--- PROVIDED RECORDS Enclosed Below ---

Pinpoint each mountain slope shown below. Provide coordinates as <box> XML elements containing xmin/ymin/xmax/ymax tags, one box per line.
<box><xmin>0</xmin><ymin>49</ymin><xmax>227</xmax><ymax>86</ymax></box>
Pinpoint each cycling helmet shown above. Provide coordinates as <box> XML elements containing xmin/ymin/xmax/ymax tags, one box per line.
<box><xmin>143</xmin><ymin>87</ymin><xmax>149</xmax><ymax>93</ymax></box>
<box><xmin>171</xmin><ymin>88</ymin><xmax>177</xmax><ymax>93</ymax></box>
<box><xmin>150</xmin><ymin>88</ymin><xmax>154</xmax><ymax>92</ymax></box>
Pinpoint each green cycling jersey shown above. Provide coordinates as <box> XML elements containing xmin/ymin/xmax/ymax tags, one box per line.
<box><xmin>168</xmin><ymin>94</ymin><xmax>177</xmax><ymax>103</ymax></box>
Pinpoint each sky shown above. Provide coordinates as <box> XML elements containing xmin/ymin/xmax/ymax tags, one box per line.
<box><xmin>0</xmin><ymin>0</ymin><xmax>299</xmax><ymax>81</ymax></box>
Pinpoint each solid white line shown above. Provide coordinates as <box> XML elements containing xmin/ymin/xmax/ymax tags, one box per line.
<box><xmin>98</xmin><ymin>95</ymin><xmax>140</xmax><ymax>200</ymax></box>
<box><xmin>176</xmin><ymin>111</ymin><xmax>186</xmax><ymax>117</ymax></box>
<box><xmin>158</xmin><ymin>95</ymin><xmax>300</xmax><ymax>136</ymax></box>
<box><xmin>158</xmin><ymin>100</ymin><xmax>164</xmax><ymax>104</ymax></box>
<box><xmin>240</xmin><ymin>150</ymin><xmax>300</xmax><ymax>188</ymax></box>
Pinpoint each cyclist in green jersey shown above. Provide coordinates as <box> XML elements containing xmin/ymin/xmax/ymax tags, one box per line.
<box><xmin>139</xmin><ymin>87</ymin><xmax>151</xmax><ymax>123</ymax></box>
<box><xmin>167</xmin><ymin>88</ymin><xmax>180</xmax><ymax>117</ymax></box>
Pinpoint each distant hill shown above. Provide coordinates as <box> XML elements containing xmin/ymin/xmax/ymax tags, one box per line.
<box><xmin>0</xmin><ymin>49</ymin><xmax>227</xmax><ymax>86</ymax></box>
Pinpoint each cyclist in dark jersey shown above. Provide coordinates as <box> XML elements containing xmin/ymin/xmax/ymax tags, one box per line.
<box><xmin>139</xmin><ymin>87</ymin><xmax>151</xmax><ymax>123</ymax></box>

--- End of Enclosed PROVIDED RECORDS ---

**TASK PROMPT**. Please transcribe only the portion of the material that starts at the line containing "Pinpoint each cycling" and runs through its last line, inclusive, exactly as given.

**ANSWER AREA**.
Pinpoint each cycling helmet shown above. Provide coordinates as <box> XML elements containing xmin/ymin/xmax/ymax tags, one box per line.
<box><xmin>143</xmin><ymin>87</ymin><xmax>149</xmax><ymax>93</ymax></box>
<box><xmin>171</xmin><ymin>88</ymin><xmax>177</xmax><ymax>93</ymax></box>
<box><xmin>150</xmin><ymin>88</ymin><xmax>154</xmax><ymax>92</ymax></box>
Pinpoint each green cycling jersey shown above. Provide coordinates as <box> XML elements containing xmin/ymin/xmax/ymax tags, one box per line.
<box><xmin>168</xmin><ymin>94</ymin><xmax>177</xmax><ymax>103</ymax></box>
Pinpoint each sky shown above. Provide coordinates as <box> XML elements containing xmin/ymin/xmax/ymax tags, one box per line.
<box><xmin>0</xmin><ymin>0</ymin><xmax>299</xmax><ymax>81</ymax></box>
Pinpoint each solid white line shown above. Provide coordinates as <box> XML elements containing xmin/ymin/xmax/ymax tags, one box per line.
<box><xmin>98</xmin><ymin>95</ymin><xmax>140</xmax><ymax>200</ymax></box>
<box><xmin>176</xmin><ymin>111</ymin><xmax>186</xmax><ymax>117</ymax></box>
<box><xmin>158</xmin><ymin>95</ymin><xmax>300</xmax><ymax>136</ymax></box>
<box><xmin>158</xmin><ymin>100</ymin><xmax>164</xmax><ymax>104</ymax></box>
<box><xmin>240</xmin><ymin>150</ymin><xmax>300</xmax><ymax>188</ymax></box>
Pinpoint each cyclist in green jersey shown above. Provide coordinates as <box> XML elements containing xmin/ymin/xmax/ymax tags, one box per line.
<box><xmin>139</xmin><ymin>87</ymin><xmax>151</xmax><ymax>123</ymax></box>
<box><xmin>167</xmin><ymin>88</ymin><xmax>180</xmax><ymax>117</ymax></box>
Pinpoint each distant hill shown above. Provide coordinates as <box> XML elements containing xmin/ymin/xmax/ymax tags, one box per line.
<box><xmin>0</xmin><ymin>49</ymin><xmax>227</xmax><ymax>86</ymax></box>
Pinpoint each cyclist in dark jersey shown above. Provide coordinates as <box> XML elements containing xmin/ymin/xmax/ymax tags, one box per line.
<box><xmin>139</xmin><ymin>87</ymin><xmax>151</xmax><ymax>123</ymax></box>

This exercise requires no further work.